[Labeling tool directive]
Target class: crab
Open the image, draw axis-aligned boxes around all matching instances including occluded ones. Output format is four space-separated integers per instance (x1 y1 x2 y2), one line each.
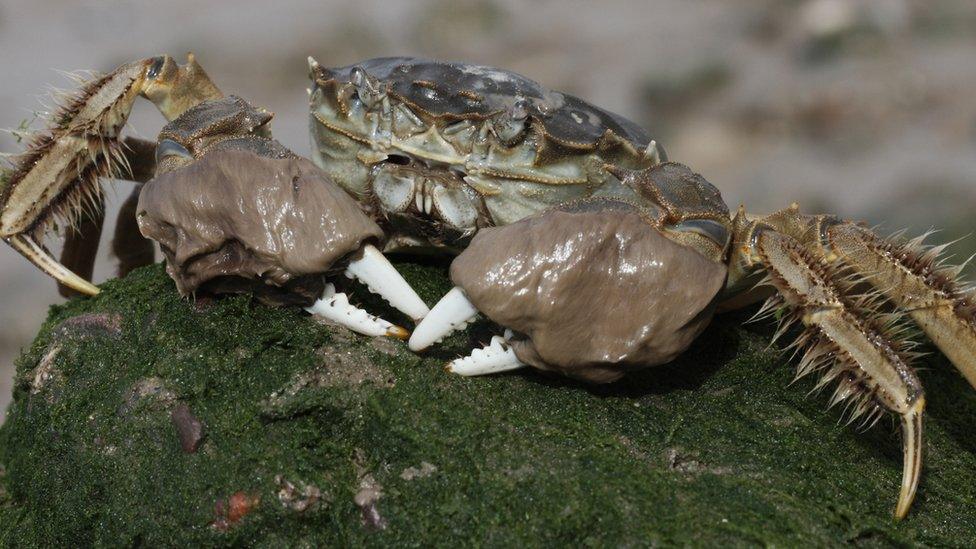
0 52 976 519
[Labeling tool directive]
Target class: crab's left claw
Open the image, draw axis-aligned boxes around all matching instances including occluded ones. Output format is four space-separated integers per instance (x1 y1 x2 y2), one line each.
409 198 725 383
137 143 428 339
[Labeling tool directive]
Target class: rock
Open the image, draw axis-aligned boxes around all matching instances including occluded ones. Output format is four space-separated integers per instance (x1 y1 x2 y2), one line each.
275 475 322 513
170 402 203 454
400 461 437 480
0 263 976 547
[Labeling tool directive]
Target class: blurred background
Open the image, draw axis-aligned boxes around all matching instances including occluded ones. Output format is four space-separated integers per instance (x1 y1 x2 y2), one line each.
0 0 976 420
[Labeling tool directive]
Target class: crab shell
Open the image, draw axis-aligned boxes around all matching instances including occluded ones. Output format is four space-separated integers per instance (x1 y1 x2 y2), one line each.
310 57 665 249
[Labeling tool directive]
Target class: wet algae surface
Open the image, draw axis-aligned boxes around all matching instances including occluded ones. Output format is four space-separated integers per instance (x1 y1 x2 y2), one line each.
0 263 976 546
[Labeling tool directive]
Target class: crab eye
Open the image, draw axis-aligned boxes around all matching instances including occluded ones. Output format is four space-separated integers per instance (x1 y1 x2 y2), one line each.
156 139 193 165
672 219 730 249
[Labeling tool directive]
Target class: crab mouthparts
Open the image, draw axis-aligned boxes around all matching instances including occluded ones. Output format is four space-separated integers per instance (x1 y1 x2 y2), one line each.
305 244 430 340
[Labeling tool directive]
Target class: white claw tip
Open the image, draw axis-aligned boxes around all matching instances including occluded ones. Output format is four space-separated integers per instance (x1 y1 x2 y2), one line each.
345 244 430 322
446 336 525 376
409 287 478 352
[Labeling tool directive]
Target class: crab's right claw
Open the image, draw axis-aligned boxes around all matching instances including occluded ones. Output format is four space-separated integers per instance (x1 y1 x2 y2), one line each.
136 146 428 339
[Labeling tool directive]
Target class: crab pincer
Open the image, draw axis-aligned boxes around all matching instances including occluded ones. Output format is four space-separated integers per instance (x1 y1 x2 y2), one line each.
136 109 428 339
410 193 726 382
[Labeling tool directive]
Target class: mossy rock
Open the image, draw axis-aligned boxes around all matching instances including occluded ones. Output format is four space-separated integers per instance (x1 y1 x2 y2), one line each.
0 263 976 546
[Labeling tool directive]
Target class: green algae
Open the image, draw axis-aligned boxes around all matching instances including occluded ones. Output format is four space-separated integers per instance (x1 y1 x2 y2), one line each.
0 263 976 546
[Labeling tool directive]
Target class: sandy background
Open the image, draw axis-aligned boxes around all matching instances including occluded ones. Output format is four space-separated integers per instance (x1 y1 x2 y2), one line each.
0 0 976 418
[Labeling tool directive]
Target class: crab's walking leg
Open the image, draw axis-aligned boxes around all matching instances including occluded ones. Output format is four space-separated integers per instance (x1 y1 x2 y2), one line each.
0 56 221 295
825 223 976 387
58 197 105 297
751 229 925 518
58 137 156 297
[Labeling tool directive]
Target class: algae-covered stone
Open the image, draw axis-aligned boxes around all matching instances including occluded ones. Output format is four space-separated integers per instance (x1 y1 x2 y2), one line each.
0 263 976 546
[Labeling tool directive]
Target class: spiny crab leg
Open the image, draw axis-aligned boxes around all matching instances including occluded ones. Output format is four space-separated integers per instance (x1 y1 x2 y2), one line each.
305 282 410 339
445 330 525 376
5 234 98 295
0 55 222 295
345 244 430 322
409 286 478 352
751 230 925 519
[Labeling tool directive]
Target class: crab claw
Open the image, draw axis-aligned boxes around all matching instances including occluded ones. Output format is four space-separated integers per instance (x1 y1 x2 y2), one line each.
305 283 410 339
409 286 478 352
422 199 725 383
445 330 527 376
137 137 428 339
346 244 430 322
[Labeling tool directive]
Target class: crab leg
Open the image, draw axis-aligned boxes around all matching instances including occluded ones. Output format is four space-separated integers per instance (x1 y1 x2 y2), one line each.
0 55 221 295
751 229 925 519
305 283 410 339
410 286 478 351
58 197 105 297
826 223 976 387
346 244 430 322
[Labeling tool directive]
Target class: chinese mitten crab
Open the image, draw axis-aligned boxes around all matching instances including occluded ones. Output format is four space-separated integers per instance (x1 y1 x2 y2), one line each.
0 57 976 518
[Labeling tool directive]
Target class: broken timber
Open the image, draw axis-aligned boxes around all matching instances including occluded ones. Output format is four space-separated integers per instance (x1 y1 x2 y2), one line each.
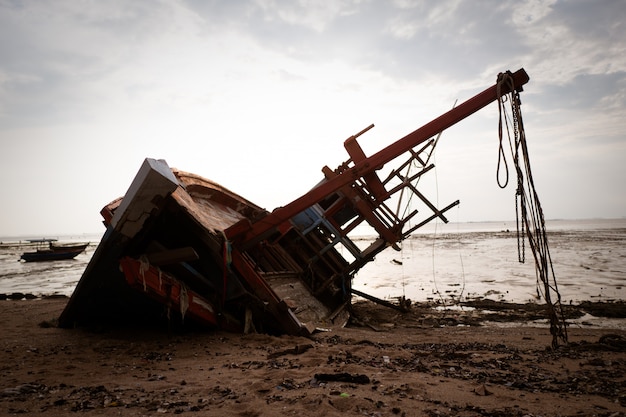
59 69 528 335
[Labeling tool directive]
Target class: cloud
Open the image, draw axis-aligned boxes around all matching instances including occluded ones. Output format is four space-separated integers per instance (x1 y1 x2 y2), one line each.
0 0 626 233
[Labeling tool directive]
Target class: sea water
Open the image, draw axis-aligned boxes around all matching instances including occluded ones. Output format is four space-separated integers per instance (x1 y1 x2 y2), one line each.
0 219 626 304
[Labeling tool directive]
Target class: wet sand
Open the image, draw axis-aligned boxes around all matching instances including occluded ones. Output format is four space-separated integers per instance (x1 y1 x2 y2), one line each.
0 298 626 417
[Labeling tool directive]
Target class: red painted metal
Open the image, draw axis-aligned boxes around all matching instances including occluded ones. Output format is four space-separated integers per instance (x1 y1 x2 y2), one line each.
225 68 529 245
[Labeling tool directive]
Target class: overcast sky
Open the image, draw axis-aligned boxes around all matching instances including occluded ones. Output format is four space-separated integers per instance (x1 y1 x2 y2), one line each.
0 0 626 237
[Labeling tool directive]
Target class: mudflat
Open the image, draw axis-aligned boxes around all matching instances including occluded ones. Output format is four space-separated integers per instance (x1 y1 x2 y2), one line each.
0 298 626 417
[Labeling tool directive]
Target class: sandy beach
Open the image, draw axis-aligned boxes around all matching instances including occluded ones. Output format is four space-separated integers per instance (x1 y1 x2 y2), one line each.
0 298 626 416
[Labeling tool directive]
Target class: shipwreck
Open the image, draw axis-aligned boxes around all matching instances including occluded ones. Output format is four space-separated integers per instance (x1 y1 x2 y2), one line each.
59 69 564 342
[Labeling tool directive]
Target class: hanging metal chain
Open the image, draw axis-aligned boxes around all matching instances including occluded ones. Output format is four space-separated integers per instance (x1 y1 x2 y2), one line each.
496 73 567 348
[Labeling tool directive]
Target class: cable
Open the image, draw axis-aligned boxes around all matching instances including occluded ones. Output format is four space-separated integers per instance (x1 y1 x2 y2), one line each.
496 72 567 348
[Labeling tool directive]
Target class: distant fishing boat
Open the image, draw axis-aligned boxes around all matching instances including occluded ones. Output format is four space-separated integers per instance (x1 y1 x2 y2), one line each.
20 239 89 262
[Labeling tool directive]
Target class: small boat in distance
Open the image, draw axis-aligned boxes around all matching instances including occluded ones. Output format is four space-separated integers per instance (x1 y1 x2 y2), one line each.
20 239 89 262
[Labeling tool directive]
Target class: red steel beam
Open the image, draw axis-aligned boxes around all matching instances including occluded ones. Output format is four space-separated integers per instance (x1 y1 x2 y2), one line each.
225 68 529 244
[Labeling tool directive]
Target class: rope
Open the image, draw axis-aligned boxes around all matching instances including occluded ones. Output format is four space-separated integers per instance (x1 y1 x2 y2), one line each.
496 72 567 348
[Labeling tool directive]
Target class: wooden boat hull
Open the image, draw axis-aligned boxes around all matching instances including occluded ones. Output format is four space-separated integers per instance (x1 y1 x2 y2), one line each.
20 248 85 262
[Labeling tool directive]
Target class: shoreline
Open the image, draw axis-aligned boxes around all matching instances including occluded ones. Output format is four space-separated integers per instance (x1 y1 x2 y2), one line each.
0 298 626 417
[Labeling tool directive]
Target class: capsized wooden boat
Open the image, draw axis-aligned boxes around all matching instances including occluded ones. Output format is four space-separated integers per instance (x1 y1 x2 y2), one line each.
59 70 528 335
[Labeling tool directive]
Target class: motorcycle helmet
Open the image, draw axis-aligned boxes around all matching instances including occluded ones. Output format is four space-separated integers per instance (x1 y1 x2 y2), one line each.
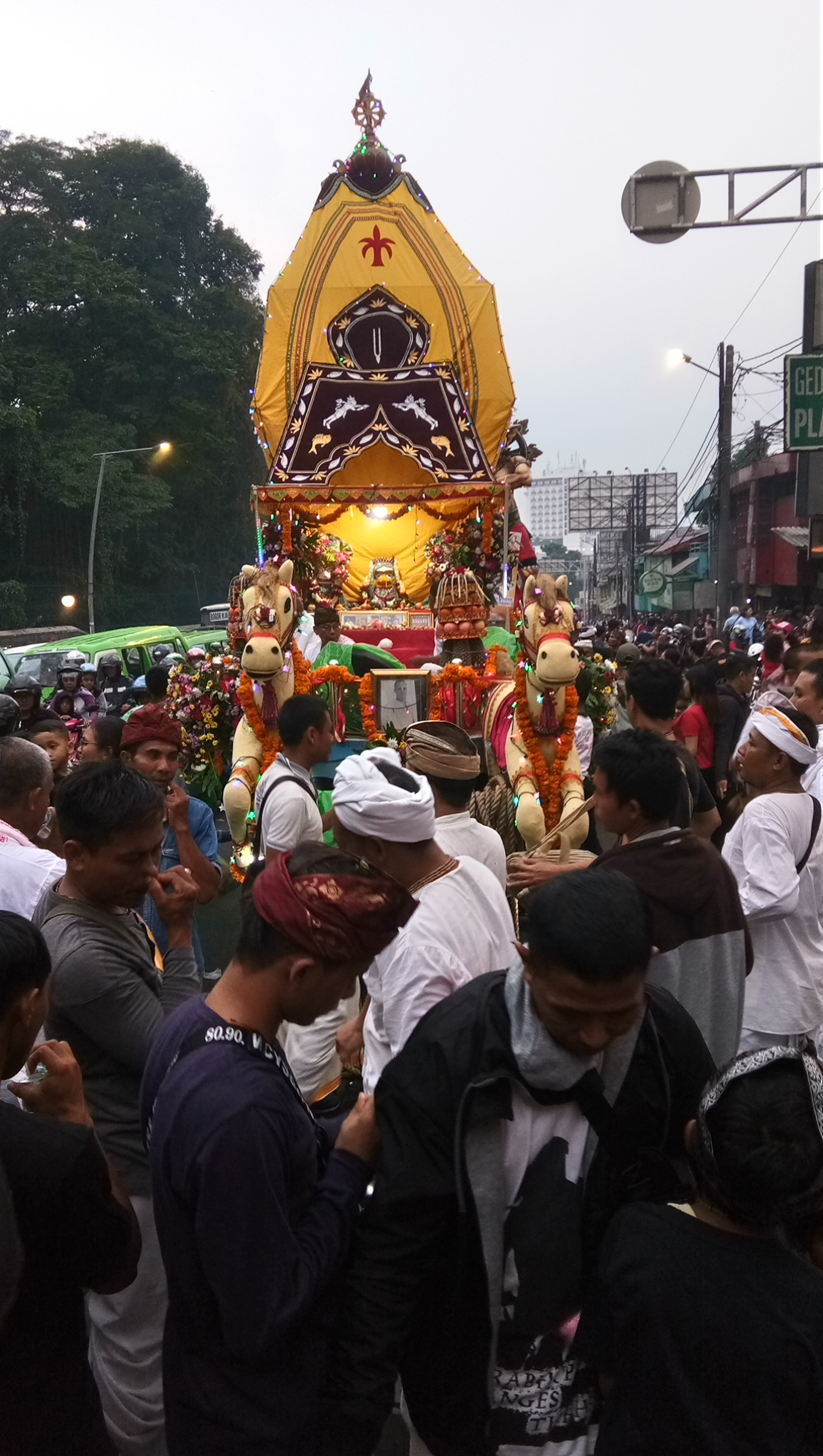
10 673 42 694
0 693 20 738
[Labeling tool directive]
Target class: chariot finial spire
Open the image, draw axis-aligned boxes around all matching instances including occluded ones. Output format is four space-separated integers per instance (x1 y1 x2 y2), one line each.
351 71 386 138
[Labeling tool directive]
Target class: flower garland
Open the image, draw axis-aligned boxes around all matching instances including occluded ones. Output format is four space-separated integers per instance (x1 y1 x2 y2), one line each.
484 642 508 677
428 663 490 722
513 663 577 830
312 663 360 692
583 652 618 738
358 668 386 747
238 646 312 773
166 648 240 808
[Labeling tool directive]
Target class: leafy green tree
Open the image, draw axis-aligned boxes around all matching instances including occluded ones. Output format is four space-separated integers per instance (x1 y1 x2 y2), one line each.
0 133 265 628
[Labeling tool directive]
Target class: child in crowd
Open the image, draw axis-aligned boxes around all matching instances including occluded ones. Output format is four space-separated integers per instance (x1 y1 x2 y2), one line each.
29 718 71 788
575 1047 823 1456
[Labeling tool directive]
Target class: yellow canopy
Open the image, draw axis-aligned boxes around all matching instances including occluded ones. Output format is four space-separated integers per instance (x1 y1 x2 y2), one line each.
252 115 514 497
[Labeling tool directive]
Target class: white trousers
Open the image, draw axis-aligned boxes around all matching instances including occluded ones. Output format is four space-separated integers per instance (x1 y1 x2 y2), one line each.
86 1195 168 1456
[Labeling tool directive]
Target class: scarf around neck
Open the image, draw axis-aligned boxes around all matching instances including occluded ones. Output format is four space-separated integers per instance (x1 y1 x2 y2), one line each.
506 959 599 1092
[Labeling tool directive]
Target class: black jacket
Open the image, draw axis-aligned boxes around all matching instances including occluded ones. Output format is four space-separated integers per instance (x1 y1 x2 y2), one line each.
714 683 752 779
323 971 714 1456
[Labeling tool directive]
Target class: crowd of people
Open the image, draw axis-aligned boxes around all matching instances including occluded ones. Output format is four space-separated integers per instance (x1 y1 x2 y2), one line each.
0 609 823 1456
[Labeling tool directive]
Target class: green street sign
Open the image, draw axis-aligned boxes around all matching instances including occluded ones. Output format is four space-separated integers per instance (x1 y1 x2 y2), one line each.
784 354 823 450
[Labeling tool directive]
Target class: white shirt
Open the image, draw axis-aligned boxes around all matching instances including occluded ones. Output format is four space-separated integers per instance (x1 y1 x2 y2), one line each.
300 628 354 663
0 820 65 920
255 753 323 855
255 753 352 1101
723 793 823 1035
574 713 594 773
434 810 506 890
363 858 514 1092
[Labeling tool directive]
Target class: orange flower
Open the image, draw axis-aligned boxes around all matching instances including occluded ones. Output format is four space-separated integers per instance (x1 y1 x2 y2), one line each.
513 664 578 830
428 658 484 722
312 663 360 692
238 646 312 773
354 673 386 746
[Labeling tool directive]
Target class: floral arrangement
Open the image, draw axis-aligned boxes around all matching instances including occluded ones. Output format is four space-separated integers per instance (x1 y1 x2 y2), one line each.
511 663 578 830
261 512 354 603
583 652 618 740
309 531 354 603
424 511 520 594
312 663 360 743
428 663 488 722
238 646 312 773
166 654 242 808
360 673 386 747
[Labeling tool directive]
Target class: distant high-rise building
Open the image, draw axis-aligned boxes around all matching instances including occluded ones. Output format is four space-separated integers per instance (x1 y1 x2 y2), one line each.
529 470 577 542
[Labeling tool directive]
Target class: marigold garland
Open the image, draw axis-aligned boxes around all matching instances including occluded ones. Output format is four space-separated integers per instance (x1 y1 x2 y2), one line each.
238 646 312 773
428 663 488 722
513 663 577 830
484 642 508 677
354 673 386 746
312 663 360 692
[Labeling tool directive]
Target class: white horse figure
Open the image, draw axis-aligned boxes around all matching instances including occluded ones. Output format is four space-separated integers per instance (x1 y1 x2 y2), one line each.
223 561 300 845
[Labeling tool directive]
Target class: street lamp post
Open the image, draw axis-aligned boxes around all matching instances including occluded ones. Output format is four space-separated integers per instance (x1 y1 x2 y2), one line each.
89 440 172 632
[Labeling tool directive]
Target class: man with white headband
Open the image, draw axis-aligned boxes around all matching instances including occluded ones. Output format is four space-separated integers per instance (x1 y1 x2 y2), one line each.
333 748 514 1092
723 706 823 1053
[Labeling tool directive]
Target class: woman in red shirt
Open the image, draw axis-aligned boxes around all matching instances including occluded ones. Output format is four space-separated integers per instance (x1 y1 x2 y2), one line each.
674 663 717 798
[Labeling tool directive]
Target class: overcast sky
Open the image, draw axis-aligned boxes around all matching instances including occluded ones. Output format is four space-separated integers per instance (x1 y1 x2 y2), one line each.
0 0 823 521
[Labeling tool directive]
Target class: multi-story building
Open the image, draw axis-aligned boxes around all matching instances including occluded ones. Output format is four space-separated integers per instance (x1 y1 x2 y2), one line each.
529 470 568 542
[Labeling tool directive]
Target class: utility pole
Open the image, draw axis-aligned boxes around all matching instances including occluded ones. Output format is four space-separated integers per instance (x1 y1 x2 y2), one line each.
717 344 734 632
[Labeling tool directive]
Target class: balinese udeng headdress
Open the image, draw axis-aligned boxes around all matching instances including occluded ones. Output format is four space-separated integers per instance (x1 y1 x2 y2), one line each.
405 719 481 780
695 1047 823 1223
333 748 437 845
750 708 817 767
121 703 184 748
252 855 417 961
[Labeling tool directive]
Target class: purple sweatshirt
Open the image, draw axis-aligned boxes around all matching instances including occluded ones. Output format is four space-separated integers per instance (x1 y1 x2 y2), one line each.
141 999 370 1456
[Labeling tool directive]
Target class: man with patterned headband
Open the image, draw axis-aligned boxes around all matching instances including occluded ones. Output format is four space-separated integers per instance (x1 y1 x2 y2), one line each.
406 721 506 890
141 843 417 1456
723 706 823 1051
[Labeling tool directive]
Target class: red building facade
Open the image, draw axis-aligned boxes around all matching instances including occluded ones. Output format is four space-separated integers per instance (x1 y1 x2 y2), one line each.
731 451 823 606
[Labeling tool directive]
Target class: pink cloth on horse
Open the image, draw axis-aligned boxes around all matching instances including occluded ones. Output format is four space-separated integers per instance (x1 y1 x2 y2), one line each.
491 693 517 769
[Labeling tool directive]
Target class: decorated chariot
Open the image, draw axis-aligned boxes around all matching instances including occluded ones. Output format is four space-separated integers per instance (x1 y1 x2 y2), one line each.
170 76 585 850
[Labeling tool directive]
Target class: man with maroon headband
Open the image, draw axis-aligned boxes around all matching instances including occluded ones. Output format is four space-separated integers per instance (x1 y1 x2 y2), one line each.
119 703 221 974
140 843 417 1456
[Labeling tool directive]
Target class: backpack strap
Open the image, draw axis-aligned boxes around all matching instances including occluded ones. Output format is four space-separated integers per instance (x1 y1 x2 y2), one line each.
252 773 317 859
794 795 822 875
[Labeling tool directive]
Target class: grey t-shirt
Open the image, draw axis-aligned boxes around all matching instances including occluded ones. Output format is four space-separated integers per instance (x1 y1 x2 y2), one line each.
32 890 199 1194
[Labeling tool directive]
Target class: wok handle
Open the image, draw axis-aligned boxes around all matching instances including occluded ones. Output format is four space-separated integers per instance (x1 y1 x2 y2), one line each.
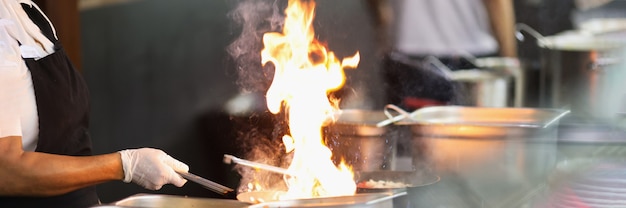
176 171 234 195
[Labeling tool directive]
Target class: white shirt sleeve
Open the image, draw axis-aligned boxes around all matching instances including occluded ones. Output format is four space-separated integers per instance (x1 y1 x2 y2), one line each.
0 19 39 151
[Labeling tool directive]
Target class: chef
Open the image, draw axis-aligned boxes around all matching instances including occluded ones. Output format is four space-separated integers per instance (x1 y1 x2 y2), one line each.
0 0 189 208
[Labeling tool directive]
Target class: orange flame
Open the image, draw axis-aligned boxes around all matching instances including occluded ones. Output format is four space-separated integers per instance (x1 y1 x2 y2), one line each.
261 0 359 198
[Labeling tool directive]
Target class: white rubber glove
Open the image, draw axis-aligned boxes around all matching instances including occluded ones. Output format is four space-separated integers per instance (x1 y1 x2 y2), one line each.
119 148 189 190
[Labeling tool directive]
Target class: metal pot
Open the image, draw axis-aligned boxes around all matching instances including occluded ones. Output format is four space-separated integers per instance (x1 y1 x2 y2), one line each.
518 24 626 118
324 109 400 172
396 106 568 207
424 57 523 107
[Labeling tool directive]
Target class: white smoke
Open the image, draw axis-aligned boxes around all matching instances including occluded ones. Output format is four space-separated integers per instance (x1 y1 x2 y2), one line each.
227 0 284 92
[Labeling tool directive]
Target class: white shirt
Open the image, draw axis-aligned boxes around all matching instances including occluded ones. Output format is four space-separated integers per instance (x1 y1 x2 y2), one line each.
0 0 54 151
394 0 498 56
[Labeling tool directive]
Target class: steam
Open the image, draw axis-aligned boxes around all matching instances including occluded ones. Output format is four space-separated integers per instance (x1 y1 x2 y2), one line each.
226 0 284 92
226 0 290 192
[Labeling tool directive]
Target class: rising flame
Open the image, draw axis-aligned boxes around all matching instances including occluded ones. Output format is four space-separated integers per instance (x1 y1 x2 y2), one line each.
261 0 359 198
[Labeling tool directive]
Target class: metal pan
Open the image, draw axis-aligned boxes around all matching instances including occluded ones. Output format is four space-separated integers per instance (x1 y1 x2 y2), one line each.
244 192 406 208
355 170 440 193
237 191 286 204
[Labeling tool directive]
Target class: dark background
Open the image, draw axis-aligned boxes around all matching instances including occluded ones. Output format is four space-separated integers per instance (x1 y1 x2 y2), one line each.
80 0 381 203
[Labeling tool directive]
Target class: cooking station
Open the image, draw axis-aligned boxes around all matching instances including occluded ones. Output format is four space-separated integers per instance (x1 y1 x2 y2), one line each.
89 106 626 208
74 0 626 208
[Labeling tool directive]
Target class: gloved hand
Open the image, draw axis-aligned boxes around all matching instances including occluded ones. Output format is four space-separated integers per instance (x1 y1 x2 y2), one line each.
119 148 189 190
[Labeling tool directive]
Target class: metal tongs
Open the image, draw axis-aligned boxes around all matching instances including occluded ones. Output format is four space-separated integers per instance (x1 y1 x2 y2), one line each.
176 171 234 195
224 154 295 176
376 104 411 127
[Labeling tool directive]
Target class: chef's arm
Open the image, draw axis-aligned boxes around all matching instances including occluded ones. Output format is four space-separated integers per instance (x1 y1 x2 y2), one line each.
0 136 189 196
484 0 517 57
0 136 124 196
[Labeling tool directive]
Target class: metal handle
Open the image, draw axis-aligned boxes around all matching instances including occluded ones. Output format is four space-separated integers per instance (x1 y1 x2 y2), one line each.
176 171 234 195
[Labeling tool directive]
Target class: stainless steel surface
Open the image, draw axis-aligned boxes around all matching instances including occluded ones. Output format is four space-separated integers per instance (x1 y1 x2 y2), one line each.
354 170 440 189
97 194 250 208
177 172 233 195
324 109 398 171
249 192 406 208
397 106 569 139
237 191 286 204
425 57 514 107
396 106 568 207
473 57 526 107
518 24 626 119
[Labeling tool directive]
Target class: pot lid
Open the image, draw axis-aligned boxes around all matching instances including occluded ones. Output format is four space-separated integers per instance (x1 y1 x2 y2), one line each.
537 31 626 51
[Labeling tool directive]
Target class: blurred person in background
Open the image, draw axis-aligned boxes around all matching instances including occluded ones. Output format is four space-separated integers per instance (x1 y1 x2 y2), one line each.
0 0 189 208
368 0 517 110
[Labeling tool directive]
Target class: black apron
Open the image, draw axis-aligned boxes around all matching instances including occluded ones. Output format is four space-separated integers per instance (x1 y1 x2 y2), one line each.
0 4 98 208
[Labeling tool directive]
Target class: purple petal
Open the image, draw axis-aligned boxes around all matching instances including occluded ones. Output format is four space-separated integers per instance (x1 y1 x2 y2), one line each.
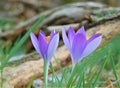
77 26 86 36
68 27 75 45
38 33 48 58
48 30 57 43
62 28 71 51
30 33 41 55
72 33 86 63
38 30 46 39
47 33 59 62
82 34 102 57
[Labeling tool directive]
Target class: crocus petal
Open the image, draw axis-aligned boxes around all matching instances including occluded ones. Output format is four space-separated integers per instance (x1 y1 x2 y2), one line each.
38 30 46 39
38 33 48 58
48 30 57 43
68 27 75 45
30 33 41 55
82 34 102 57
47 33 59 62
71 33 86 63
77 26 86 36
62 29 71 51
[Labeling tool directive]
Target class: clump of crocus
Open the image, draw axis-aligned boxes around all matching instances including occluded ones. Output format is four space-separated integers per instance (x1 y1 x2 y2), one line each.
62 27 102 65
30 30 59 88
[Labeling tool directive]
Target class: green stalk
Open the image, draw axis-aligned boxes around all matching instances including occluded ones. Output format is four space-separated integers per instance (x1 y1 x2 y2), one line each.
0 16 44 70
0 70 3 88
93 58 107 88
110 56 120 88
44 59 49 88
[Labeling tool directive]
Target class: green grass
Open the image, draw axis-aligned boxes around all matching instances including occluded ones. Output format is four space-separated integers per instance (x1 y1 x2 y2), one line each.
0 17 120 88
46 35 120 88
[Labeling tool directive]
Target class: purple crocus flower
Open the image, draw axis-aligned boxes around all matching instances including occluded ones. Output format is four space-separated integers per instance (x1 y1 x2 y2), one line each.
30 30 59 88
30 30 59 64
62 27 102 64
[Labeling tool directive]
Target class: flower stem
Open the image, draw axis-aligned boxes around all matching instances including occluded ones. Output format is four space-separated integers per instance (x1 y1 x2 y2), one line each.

----

> **Directions for this task**
Copy out every line of the data above, from its first line through the line containing "0 0 976 420", both included, word for word. Leave out the pictures.

> **Solution for this problem**
[Labeling tool directive]
Target class: crab
Open the image, draw axis-aligned boxes around all matching instances including occluded ones. Output format is four space-separated integers per instance (x1 y1 x2 y2), one line each.
0 52 976 519
[Labeling tool directive]
Target class: crab's left claw
Open the image, draw axis-aligned boxes around all matching instances including occluded ones. Output format is four space-separated integers per instance (x1 y1 x2 y2), one line each.
409 198 725 383
137 143 428 339
[Labeling tool directive]
Target class: rock
Open the image, draw axis-aligned boxes around all matching instances including occluded ones. Output format is four space-separated integers per instance (x1 y1 x2 y2), one line each.
275 475 322 513
170 402 203 454
400 461 437 480
0 263 976 547
[Labeling tool directive]
Target class: blurred background
Open the image, draw axis-aligned boxes around all matching instances including occluded ones. Output format is four space-separated integers per instance (x1 y1 x2 y2), one line each.
0 0 976 420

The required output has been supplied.